-- Begin --

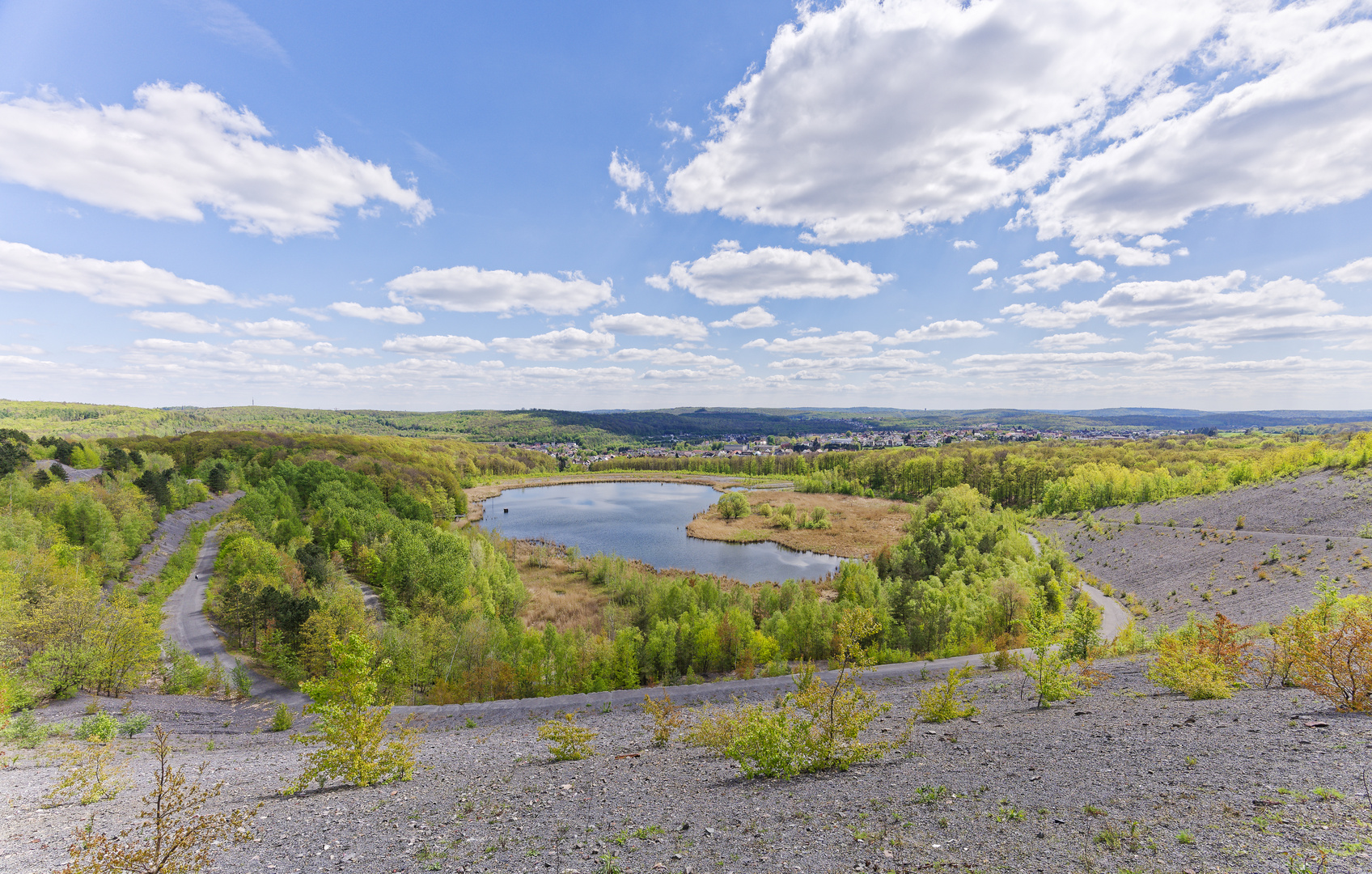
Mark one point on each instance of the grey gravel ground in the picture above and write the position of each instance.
(1312, 520)
(1236, 775)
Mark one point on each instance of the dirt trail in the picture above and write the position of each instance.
(167, 538)
(188, 626)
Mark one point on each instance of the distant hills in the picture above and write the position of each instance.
(603, 428)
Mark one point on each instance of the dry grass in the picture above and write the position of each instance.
(861, 526)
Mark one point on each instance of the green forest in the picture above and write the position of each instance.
(328, 520)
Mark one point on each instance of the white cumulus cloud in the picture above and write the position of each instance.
(841, 343)
(433, 345)
(473, 290)
(394, 315)
(749, 319)
(873, 117)
(947, 329)
(181, 323)
(120, 283)
(1046, 274)
(638, 324)
(730, 276)
(1070, 342)
(279, 329)
(556, 345)
(180, 148)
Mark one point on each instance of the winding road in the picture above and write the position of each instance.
(188, 626)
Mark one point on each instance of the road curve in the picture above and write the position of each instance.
(187, 625)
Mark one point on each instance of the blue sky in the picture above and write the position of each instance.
(913, 203)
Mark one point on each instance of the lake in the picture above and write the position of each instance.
(645, 522)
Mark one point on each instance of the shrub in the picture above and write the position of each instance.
(242, 680)
(1330, 648)
(358, 747)
(733, 505)
(172, 833)
(947, 702)
(565, 740)
(282, 719)
(667, 718)
(133, 725)
(1050, 671)
(90, 773)
(100, 728)
(815, 728)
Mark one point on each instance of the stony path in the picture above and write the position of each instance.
(189, 627)
(167, 538)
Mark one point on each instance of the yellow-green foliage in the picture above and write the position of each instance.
(947, 700)
(1330, 648)
(358, 748)
(667, 718)
(173, 833)
(816, 728)
(565, 740)
(90, 773)
(1052, 674)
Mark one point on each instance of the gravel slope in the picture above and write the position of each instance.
(1311, 520)
(1235, 775)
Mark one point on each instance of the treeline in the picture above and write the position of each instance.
(1051, 477)
(309, 532)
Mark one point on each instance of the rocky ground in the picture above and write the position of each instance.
(1127, 779)
(1212, 567)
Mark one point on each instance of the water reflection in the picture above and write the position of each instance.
(645, 522)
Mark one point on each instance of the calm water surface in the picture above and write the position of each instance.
(645, 522)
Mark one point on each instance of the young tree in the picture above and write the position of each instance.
(357, 745)
(172, 836)
(1050, 670)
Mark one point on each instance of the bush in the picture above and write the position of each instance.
(172, 832)
(282, 719)
(565, 740)
(733, 505)
(90, 773)
(947, 702)
(1050, 671)
(242, 680)
(1330, 648)
(100, 728)
(133, 725)
(667, 718)
(815, 728)
(358, 747)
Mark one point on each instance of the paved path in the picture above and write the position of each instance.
(167, 538)
(188, 626)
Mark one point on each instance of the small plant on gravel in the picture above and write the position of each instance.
(816, 728)
(98, 729)
(90, 774)
(1050, 671)
(242, 680)
(1330, 648)
(133, 725)
(930, 795)
(172, 833)
(565, 740)
(282, 719)
(666, 715)
(357, 745)
(947, 700)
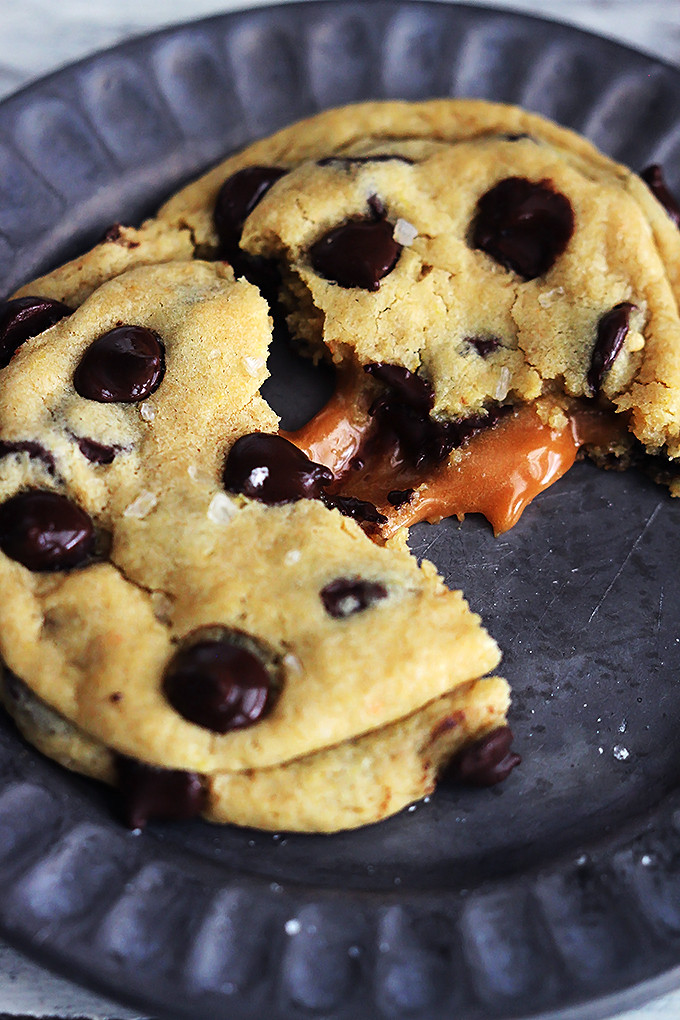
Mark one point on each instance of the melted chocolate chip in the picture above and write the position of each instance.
(35, 450)
(402, 415)
(360, 510)
(97, 452)
(347, 596)
(654, 179)
(523, 225)
(219, 684)
(407, 386)
(271, 469)
(124, 365)
(24, 317)
(488, 760)
(399, 497)
(44, 530)
(347, 161)
(359, 253)
(237, 199)
(157, 793)
(612, 332)
(484, 345)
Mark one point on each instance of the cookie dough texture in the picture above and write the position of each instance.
(365, 698)
(92, 644)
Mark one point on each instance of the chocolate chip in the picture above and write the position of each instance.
(347, 596)
(115, 235)
(523, 225)
(149, 793)
(35, 450)
(124, 365)
(487, 761)
(484, 345)
(24, 317)
(399, 497)
(359, 253)
(271, 469)
(412, 389)
(219, 684)
(654, 179)
(97, 452)
(612, 330)
(347, 161)
(44, 530)
(237, 199)
(402, 416)
(360, 510)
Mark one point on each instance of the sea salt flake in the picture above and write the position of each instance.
(254, 365)
(147, 411)
(405, 233)
(222, 510)
(258, 476)
(142, 506)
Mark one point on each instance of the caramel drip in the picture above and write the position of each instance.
(498, 473)
(334, 435)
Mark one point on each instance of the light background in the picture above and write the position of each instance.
(40, 36)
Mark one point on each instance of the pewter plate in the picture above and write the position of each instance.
(554, 894)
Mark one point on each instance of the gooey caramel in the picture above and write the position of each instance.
(497, 473)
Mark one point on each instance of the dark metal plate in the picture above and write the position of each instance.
(561, 887)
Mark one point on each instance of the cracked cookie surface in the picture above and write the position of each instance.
(165, 562)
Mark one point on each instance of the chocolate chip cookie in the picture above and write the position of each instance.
(184, 604)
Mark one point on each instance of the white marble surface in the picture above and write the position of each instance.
(40, 36)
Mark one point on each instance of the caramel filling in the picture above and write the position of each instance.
(497, 473)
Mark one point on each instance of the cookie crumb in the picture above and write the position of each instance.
(142, 506)
(254, 365)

-- End --

• **Exercise**
Copy every line above word for word, leaving out the pictures.

• **Written reply**
Mark one point on each instance of the grey gravel ground in the picture above and write the position of each instance.
(1312, 520)
(1236, 775)
Mark one point on each instance of the dirt trail in the picture above and write the position of each instance.
(167, 538)
(188, 626)
Mark one point on each instance of the distant hills in the picture above and write the position of each instance.
(603, 428)
Mark one point on each instance of the dry grass in the picture above and write the position of each instance.
(861, 526)
Mark one point on each instance of the green forest in the picture above and write the position of each instance.
(328, 520)
Mark one point on each instance of the white cumulus cloud in the picture above and write the position of each instance.
(841, 343)
(433, 345)
(473, 290)
(394, 315)
(749, 319)
(873, 117)
(947, 329)
(181, 323)
(120, 283)
(1046, 274)
(638, 324)
(730, 276)
(1070, 342)
(279, 329)
(556, 345)
(180, 148)
Mark one point on each instance of the winding road in the picture above and write the position of each instance.
(188, 626)
Mark one point on each instance of the road curve in the picture above and write the position of each instance.
(187, 625)
Mark one point on each instance of the blue sky in the picture above and write the position of each instance.
(913, 203)
Mark one point on each instance of the lake in the picture above and write the position of each instance.
(645, 522)
Mark one point on each instance of the shrub in the picture above and write the position of each instance.
(242, 680)
(1330, 648)
(358, 747)
(733, 505)
(172, 833)
(947, 702)
(565, 740)
(282, 719)
(667, 718)
(133, 725)
(1050, 671)
(90, 773)
(100, 728)
(815, 728)
Mark one point on each instance of the stony path in the picture above and write the position of each instance.
(189, 627)
(167, 538)
Mark one point on each instance of the yellow-green foliage in the picture above and write the position of each instance.
(947, 700)
(1330, 648)
(358, 748)
(667, 718)
(173, 833)
(816, 728)
(565, 740)
(90, 773)
(1052, 674)
Mark one point on each instance of the gravel slope in the picture above and write the position of each instance.
(1311, 520)
(1235, 775)
Mark one point on each instance of the treeline in the picture above and write the position of each instance.
(1051, 477)
(309, 532)
Mark one point on each instance of the rocky ground in the picture above and write the position of each instance.
(1127, 779)
(1212, 567)
Mark one point on each instance of the water reflection in the picture above and write the position of each instance.
(645, 522)
Mark one point on each instance of the calm water surface in the picture above and write the position of each instance.
(645, 522)
Mark one point on each instance of the young tree in the picture above and write the position of each instance.
(357, 745)
(172, 836)
(1050, 670)
Mark one point on each instance of the bush in the picture above and write the position of each instance.
(172, 832)
(282, 719)
(565, 740)
(733, 505)
(90, 773)
(947, 702)
(1050, 671)
(242, 680)
(1330, 648)
(100, 728)
(133, 725)
(667, 718)
(815, 728)
(358, 747)
Mark one point on each instance of the paved path in the picture above and write the position of each instance.
(167, 538)
(188, 626)
Mark one point on each instance of the small plant on gravel in the picture above and write the position of each instance.
(816, 728)
(98, 729)
(90, 774)
(1050, 671)
(242, 680)
(1330, 648)
(133, 725)
(930, 795)
(172, 833)
(565, 740)
(282, 719)
(666, 715)
(357, 745)
(947, 700)
Mark one point on each instance of the melted chocolate chip in the picture above and write the position of each instance.
(35, 450)
(402, 415)
(360, 510)
(97, 452)
(347, 596)
(654, 179)
(523, 225)
(219, 684)
(407, 386)
(271, 469)
(124, 365)
(24, 317)
(488, 760)
(399, 497)
(44, 530)
(347, 161)
(359, 253)
(237, 199)
(157, 793)
(612, 332)
(484, 345)
Mark one point on each instance of the cookie dough texture in the picture above and write the position of each instance.
(365, 698)
(92, 644)
Mark one point on each instance of the chocolate chip in the picture above and write the position of each instance.
(347, 596)
(115, 235)
(523, 225)
(149, 793)
(35, 450)
(124, 365)
(487, 761)
(484, 345)
(24, 317)
(399, 497)
(359, 253)
(271, 469)
(412, 389)
(219, 684)
(654, 179)
(97, 452)
(612, 330)
(347, 161)
(44, 530)
(237, 199)
(402, 416)
(360, 510)
Mark one point on each instance of the sea salt flake in the picture above and write the position of each instance.
(254, 365)
(147, 411)
(405, 233)
(222, 510)
(258, 476)
(142, 506)
Mark one point on each instance of the caramel drip in the picture above and write the position of each instance.
(498, 473)
(334, 435)
Mark one point on each instance of the light background in the picture above and write the position of each instance.
(40, 36)
Mark one point on each instance of the pewter plate in the picture above and write the position of each instance.
(554, 894)
Mark one point on each instance of the gooey caramel in the picture above and write the position of each instance.
(497, 473)
Mark one point on each instance of the dark metal plate in the picture above and write the position of each instance.
(561, 887)
Mark one point on each instance of the cracked cookie surface in the picture above and write the position of each instance.
(165, 562)
Mark one point on each instance of the chocolate chip cookie in the picture above and write the position of each instance.
(184, 604)
Mark one point on each instance of the white marble surface in the picture above and write the position of each instance.
(40, 36)
Mark one point on each instance of the caramel filling in the picture above and write the position of each instance.
(497, 473)
Mark one point on each instance of the cookie crumb in the picture above and write the position of each instance.
(142, 506)
(254, 365)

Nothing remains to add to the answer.